Provided passage »

################

Fred Shuttlesworth and Barack Obama
Fred Shuttlesworth, front, attended a commemoration of the 1965 Selma-Montgomery Voting Rights March in Selma, Ala., on March 4, 2007. He was joined by Barack Obama. Reuters

Fred Shuttlesworth, a prominent civil rights leader who worked alongside Dr. Martin Luther King Jr. and Ralph Abernathy, died in Birmingham, Ala., on Wednesday. He was 89.

Daddy lived an incredible life and now he's at peace, Patricia Shuttlesworth Massengill, Shuttlesworth's eldest daughter, told USA Today.

Shuttlesworth, a minister, began his involvement in the civil rights movement in earnest in 1956, when Alabama banned the National Association for the Advancement of Colored People from working within the state. In response, Shuttlesworth and another activist, Ed Gardner, founded the Alabama Christian Movement for Human Rights to continue the NAACP's efforts in Alabama.

In 1957, he was one of the co-founders of the Southern Christian Leadership Conference, which was to play a huge role in some of the biggest efforts of the movement, including the 1963 Birmingham campaign. He participated in the lunch counter sit-ins of 1960 and the Freedom Rides of 1961.

################

Source material »
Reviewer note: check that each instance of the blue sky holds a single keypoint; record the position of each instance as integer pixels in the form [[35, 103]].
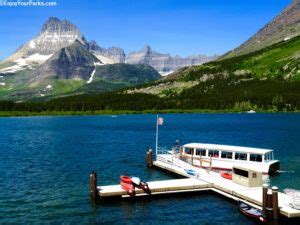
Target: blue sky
[[182, 27]]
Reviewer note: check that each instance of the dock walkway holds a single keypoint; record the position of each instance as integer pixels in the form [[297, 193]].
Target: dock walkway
[[203, 180]]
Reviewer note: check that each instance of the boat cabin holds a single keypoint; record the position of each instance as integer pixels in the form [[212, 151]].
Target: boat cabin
[[224, 157]]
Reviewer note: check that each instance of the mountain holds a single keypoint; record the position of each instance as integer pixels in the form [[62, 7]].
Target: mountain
[[71, 62], [283, 27], [59, 60], [164, 63], [56, 34], [277, 63], [107, 56], [115, 76]]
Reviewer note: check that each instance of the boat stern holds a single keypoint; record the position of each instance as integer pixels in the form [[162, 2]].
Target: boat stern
[[274, 167]]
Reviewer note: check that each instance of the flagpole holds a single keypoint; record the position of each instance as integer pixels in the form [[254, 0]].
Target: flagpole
[[156, 144]]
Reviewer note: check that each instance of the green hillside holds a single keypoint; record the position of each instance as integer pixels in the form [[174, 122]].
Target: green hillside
[[279, 61]]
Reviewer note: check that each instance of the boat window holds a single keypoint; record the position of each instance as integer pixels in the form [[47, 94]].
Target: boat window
[[255, 157], [269, 156], [188, 151], [201, 152], [240, 156], [240, 172], [213, 153], [226, 155]]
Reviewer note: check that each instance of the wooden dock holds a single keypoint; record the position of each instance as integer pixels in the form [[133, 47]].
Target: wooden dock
[[157, 187], [226, 187], [205, 180]]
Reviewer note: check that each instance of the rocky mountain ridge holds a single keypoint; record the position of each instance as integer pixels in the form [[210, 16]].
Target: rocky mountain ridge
[[282, 28]]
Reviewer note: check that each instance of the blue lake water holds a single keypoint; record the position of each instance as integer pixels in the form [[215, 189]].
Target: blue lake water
[[45, 164]]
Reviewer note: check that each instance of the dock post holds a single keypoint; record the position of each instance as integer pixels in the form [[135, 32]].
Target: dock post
[[200, 160], [265, 198], [93, 186], [149, 158], [269, 205], [275, 202]]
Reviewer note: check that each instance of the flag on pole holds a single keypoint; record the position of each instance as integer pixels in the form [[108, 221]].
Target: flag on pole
[[160, 121]]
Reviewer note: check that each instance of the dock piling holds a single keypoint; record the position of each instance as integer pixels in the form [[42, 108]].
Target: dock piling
[[265, 198], [269, 205], [275, 203], [149, 158], [93, 186]]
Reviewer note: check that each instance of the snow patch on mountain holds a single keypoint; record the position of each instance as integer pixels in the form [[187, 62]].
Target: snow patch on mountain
[[32, 44], [92, 75]]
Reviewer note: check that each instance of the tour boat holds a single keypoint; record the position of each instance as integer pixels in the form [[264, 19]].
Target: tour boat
[[252, 212], [225, 157]]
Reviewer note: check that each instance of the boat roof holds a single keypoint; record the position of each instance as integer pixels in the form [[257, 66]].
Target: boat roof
[[227, 148]]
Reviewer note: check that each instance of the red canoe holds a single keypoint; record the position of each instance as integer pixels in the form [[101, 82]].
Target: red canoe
[[127, 185], [226, 175]]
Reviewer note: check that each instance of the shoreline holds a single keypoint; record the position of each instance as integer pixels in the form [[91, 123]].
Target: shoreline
[[128, 112]]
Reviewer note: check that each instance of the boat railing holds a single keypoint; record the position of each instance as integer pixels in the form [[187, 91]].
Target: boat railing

################

What needs to be done » Write out the article above about Fred Shuttlesworth again in full, word for word.

Output below »
Fred Shuttlesworth and Barack Obama
Fred Shuttlesworth, front, attended a commemoration of the 1965 Selma-Montgomery Voting Rights March in Selma, Ala., on March 4, 2007. He was joined by Barack Obama. Reuters

Fred Shuttlesworth, a prominent civil rights leader who worked alongside Dr. Martin Luther King Jr. and Ralph Abernathy, died in Birmingham, Ala., on Wednesday. He was 89.

Daddy lived an incredible life and now he's at peace, Patricia Shuttlesworth Massengill, Shuttlesworth's eldest daughter, told USA Today.

Shuttlesworth, a minister, began his involvement in the civil rights movement in earnest in 1956, when Alabama banned the National Association for the Advancement of Colored People from working within the state. In response, Shuttlesworth and another activist, Ed Gardner, founded the Alabama Christian Movement for Human Rights to continue the NAACP's efforts in Alabama.

In 1957, he was one of the co-founders of the Southern Christian Leadership Conference, which was to play a huge role in some of the biggest efforts of the movement, including the 1963 Birmingham campaign. He participated in the lunch counter sit-ins of 1960 and the Freedom Rides of 1961.